• _EXERCISE DESCRIPTION_
Can you copy all of the records below word for word, leaving out the pictures?

• _EXTRACTED DATA_
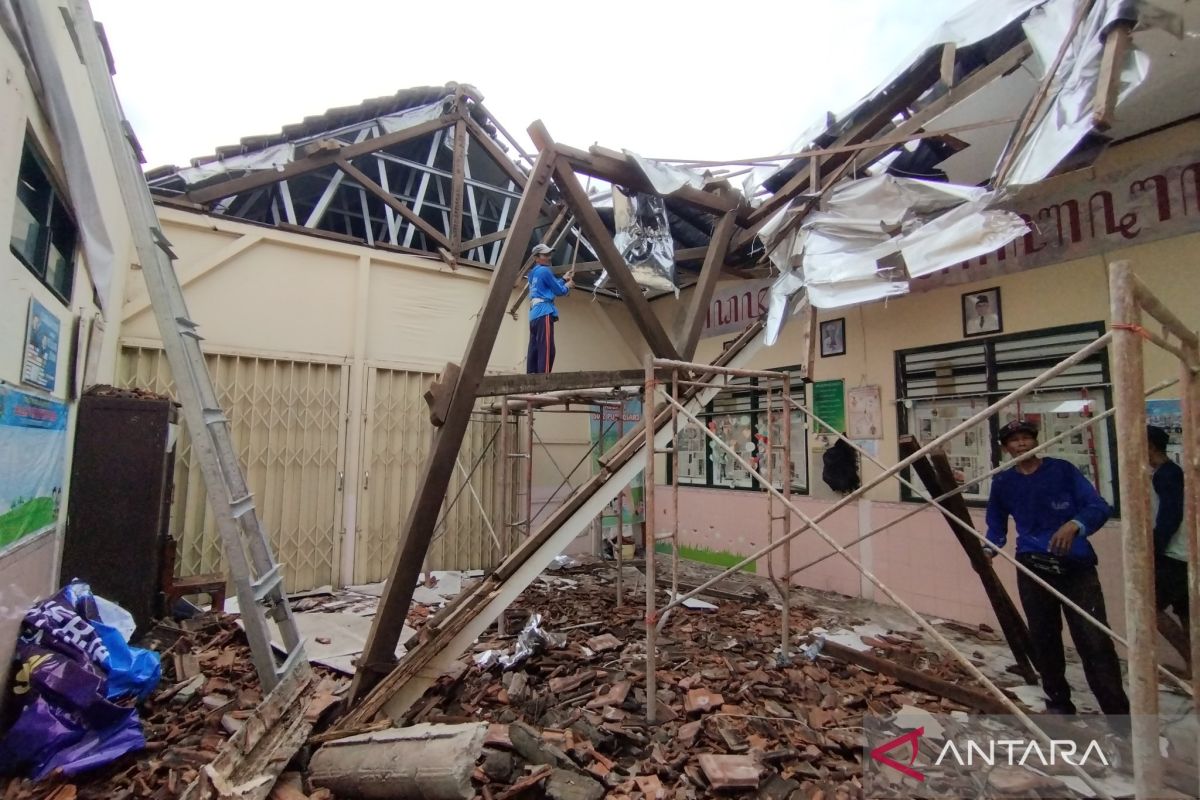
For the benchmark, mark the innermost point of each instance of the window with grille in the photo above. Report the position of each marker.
(43, 234)
(742, 419)
(941, 386)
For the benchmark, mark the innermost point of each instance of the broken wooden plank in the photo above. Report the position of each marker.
(301, 166)
(1116, 44)
(378, 655)
(969, 697)
(538, 384)
(939, 479)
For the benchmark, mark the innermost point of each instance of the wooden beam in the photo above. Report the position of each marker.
(267, 176)
(691, 322)
(522, 384)
(601, 242)
(880, 122)
(1035, 107)
(939, 477)
(495, 151)
(972, 698)
(1116, 44)
(457, 186)
(484, 240)
(625, 173)
(378, 655)
(394, 203)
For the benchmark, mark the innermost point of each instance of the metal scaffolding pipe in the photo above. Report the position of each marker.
(1049, 374)
(925, 625)
(1003, 554)
(648, 498)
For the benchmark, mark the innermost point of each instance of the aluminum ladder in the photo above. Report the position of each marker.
(257, 576)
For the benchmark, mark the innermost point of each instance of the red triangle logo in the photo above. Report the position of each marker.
(912, 739)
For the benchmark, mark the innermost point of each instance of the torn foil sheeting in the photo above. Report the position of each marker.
(786, 300)
(274, 157)
(1067, 118)
(643, 240)
(666, 178)
(970, 25)
(532, 641)
(959, 235)
(853, 293)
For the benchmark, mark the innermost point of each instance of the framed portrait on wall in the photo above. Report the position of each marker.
(833, 337)
(981, 312)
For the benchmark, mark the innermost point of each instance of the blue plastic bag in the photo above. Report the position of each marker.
(132, 672)
(71, 665)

• _RIGHT ANSWER_
For the benchmark, mark the innermost point of each instance of the window with grille in the photo above. Report the position of each marker.
(43, 234)
(742, 419)
(941, 386)
For the benchmark, mark the innermost point of each instance of the broken wooden plank in the photo above. Report the position of each marker.
(301, 166)
(1116, 44)
(378, 655)
(969, 697)
(538, 384)
(939, 479)
For the benchmark, mark the innermost point of each instance of the wooden beam in the photo above. Report the position of each marker.
(267, 176)
(691, 322)
(522, 384)
(601, 242)
(880, 122)
(1035, 107)
(939, 477)
(495, 151)
(972, 698)
(1116, 44)
(457, 186)
(484, 240)
(625, 173)
(378, 655)
(394, 203)
For the benchmark, mark the innermost point of each instance of the metal scaffolding pipe in the photo above. Report the position of each marker.
(1049, 374)
(925, 625)
(1003, 554)
(648, 498)
For the benchmark, mark the innermost point of each instance of the aluminum ladder in the photo above. Report the position of each marker.
(257, 576)
For the benchmark, mark the innermost point of each instance of the red triangle logo in the photo above. Report the position of each marker.
(912, 739)
For the benchmark, mark the innermost point of each instance of the torn foil sheeting in the photo above. Report the position of each marker.
(786, 300)
(274, 157)
(1067, 118)
(643, 240)
(666, 178)
(970, 25)
(532, 641)
(959, 235)
(853, 293)
For the benchmark, mark the innermost point of each instance of the framed portrait on wall in the photo above. Report the position of each marker.
(833, 337)
(981, 312)
For the benchmark, mark the innermost point of each instance of the blue plastic bag in the photo above. Report the position of each marker.
(132, 672)
(71, 665)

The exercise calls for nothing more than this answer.